● **REQUIREMENT**: Copy every line of the material below without changing anything.

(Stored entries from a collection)
━━━━━━━━━━
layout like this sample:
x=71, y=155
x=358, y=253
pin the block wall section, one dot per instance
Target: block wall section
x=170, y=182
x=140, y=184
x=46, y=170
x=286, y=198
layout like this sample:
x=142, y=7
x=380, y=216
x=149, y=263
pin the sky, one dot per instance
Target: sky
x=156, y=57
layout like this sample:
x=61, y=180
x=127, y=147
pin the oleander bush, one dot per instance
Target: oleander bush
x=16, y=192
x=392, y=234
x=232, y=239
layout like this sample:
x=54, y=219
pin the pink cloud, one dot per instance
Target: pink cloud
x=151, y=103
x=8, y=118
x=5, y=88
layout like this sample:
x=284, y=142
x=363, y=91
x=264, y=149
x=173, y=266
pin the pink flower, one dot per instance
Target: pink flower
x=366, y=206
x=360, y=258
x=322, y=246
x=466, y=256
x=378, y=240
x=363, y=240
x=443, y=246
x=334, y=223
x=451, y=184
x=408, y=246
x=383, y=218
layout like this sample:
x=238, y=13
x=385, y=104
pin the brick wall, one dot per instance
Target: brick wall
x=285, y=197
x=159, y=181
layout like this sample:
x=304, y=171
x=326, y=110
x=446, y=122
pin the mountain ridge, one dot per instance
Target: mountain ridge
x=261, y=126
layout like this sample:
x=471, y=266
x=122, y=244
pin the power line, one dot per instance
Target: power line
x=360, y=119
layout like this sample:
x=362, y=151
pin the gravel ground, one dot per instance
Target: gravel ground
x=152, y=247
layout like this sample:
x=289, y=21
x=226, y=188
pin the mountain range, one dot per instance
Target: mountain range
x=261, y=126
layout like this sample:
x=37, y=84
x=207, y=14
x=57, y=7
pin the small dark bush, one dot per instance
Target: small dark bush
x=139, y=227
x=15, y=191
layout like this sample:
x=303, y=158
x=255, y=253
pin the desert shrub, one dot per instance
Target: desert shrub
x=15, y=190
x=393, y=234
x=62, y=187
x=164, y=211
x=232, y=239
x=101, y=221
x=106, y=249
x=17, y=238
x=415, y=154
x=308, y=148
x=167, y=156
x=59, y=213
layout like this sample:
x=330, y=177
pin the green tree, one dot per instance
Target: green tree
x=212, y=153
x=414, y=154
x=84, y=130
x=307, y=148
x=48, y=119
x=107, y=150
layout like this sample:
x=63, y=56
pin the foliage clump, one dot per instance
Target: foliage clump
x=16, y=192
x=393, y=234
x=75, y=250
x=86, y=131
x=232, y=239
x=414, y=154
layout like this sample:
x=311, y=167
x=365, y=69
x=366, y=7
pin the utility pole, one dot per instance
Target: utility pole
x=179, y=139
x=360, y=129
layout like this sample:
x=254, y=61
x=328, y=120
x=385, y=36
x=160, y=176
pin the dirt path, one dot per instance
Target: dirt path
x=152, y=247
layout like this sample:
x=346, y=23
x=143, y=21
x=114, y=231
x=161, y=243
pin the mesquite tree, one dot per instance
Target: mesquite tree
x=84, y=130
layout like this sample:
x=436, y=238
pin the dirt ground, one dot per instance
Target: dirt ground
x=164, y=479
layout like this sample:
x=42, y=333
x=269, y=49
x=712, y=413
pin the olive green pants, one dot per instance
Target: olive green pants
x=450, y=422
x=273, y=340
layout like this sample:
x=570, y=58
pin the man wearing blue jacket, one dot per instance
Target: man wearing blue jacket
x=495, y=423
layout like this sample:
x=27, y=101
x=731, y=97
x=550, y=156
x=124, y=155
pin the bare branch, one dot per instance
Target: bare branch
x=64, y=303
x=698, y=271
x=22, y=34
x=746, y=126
━━━━━━━━━━
● **CORRECT RESPONSE**:
layout like this sample:
x=71, y=155
x=358, y=253
pin the block wall section, one dot per instance
Target: block wall section
x=170, y=182
x=140, y=184
x=46, y=170
x=286, y=198
layout like this sample:
x=142, y=7
x=380, y=216
x=149, y=263
pin the sky, one dot per instance
Target: sky
x=156, y=57
layout like this sample:
x=61, y=180
x=127, y=147
pin the oleander bush, one dot per instance
Target: oleander bush
x=16, y=192
x=392, y=234
x=232, y=239
layout like this sample:
x=54, y=219
pin the pink cloud, one dot per instance
Target: pink cloud
x=151, y=103
x=8, y=118
x=5, y=88
layout like this sample:
x=284, y=142
x=363, y=91
x=264, y=149
x=173, y=266
pin the pink flower, one dot per instance
Target: pink flower
x=366, y=206
x=360, y=258
x=322, y=246
x=466, y=256
x=378, y=240
x=363, y=240
x=443, y=246
x=334, y=223
x=451, y=184
x=408, y=246
x=383, y=218
layout like this sample:
x=238, y=13
x=385, y=104
pin the brick wall, one dot per instance
Target: brick wall
x=285, y=197
x=159, y=181
layout like this sample:
x=304, y=171
x=326, y=110
x=446, y=122
pin the mountain ridge, one dot per instance
Target: mountain ridge
x=261, y=126
layout like this sample:
x=471, y=266
x=122, y=244
pin the power line, one dot per instance
Target: power line
x=360, y=119
layout like this sample:
x=362, y=151
pin the gravel ground, one dot per instance
Target: gravel ground
x=152, y=247
layout like this sample:
x=289, y=21
x=226, y=188
pin the mountain range, one dot per instance
Target: mountain range
x=261, y=126
layout like this sample:
x=37, y=84
x=207, y=14
x=57, y=7
pin the small dark bush, one dot per instance
Target: small dark bush
x=139, y=227
x=15, y=191
layout like this sample:
x=303, y=158
x=255, y=253
pin the desert shrub, one dot per instance
Target: desert shrub
x=15, y=190
x=393, y=234
x=62, y=187
x=164, y=211
x=232, y=239
x=101, y=221
x=106, y=249
x=17, y=238
x=415, y=154
x=308, y=148
x=167, y=156
x=59, y=213
layout like this sample:
x=330, y=177
pin the green tree, one dot per instance
Target: green tree
x=212, y=153
x=414, y=154
x=84, y=130
x=307, y=148
x=48, y=119
x=107, y=150
layout like this sample:
x=63, y=56
pin the foliage clump, one dot per instance
Target: foliage clump
x=16, y=192
x=393, y=234
x=75, y=250
x=86, y=131
x=232, y=239
x=414, y=154
layout like this sample:
x=311, y=167
x=365, y=69
x=366, y=7
pin the utility pole, one dot per instance
Target: utility pole
x=179, y=139
x=360, y=129
layout like this sample:
x=254, y=61
x=328, y=120
x=385, y=36
x=160, y=176
pin the dirt path, one dot per instance
Target: dirt path
x=152, y=247
layout like this sample:
x=346, y=23
x=143, y=21
x=114, y=231
x=161, y=243
pin the mesquite tree, one dot per instance
Target: mesquite tree
x=84, y=130
layout like this sample:
x=436, y=238
pin the dirt ground, one dot per instance
Target: dirt ground
x=164, y=479
layout like this sample:
x=42, y=333
x=269, y=49
x=712, y=413
pin the olive green pants, one dot per instance
Target: olive green pants
x=450, y=422
x=273, y=340
layout like this sample:
x=570, y=58
pin the man wearing blue jacket, one dot per instance
Target: man wearing blue jacket
x=495, y=423
layout like this sample:
x=27, y=101
x=731, y=97
x=550, y=156
x=124, y=155
pin the bare branch, one dot per instance
Target: bare branch
x=64, y=303
x=698, y=271
x=22, y=34
x=746, y=126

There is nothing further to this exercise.